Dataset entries
+ + +
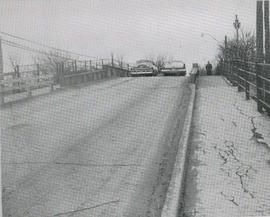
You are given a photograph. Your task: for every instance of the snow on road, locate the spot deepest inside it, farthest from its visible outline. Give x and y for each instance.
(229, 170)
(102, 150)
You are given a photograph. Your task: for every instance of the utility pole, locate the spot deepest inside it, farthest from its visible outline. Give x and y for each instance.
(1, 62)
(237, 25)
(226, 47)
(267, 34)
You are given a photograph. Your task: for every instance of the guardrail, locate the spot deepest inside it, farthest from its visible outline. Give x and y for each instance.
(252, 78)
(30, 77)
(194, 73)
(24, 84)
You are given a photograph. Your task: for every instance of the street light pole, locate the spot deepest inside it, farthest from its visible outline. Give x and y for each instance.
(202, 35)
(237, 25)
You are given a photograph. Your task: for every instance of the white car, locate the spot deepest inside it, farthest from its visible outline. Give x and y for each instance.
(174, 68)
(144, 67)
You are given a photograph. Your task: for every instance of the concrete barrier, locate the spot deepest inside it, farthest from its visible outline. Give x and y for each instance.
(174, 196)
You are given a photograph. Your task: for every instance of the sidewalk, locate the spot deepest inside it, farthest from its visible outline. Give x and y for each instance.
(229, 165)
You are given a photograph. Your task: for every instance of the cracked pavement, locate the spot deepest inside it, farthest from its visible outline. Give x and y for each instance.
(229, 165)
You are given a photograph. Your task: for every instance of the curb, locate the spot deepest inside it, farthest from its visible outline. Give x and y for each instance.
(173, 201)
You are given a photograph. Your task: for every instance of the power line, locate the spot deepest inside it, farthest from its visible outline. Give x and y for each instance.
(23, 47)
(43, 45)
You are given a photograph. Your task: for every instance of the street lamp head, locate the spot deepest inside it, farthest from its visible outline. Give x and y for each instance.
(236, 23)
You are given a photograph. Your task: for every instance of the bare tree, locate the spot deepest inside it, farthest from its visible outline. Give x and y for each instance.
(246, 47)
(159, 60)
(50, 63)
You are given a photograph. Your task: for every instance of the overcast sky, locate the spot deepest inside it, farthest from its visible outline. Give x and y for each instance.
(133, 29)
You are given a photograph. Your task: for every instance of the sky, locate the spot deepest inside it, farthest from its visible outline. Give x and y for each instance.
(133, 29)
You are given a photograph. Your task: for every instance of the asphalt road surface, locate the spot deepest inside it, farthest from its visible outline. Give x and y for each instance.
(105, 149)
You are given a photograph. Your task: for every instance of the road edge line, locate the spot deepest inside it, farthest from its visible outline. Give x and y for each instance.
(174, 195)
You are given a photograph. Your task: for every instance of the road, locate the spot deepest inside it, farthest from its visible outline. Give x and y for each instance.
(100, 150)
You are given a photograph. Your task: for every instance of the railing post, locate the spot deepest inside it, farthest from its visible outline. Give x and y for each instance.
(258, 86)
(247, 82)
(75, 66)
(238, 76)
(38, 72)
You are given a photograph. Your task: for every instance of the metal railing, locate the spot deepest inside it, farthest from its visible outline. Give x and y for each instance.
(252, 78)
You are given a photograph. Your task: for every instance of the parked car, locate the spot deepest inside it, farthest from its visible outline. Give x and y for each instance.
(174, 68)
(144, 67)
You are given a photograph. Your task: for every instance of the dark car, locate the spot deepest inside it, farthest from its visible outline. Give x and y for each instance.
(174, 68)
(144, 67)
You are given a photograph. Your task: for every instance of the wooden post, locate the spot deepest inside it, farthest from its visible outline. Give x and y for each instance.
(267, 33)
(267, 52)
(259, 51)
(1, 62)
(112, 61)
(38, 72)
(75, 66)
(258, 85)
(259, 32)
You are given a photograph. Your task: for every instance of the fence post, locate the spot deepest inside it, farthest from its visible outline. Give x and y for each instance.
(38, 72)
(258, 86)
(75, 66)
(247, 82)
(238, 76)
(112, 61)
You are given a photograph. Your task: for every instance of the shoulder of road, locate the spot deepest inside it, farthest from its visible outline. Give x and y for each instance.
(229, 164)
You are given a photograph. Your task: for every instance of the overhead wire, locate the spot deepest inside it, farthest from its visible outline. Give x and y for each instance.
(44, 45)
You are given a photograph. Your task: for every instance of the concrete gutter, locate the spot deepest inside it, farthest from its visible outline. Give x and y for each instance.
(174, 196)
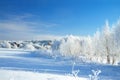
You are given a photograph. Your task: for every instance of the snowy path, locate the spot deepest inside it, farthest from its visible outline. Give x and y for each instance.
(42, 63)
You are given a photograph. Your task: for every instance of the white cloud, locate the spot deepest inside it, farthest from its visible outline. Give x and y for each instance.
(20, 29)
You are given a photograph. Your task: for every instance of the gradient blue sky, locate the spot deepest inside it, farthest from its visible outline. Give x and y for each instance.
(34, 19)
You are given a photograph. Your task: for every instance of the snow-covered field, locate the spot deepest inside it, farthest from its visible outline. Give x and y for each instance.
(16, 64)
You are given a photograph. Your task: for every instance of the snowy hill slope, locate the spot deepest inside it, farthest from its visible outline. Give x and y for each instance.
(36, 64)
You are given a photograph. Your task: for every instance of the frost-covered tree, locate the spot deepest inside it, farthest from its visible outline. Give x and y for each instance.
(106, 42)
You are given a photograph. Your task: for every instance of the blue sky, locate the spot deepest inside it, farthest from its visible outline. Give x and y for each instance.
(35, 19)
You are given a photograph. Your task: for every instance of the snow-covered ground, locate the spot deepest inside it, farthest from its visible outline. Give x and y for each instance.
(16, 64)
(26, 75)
+ + +
◆ Assignment ◆
All lines from the one with "of the frost-covered" through the end of the data must be repeated exactly, and nothing else may be repeated.

◆ Exercise solution ◆
You are given a photograph. Your task: for every instance of the frost-covered tree, locate the spot deepest inside it, farthest from its visible outline. Give x and y for each instance.
(106, 42)
You are given a photograph. Your task: for every instance of the blue sky, locate the spot deepest inside it, farthest from its visible outline. Give x and y for each instance.
(35, 19)
You are given a photograph. Your task: for every instance of the snow-covered ground, locate the spot deepest inside it, farthest from its visible outline. Give x and y for each instance.
(16, 64)
(26, 75)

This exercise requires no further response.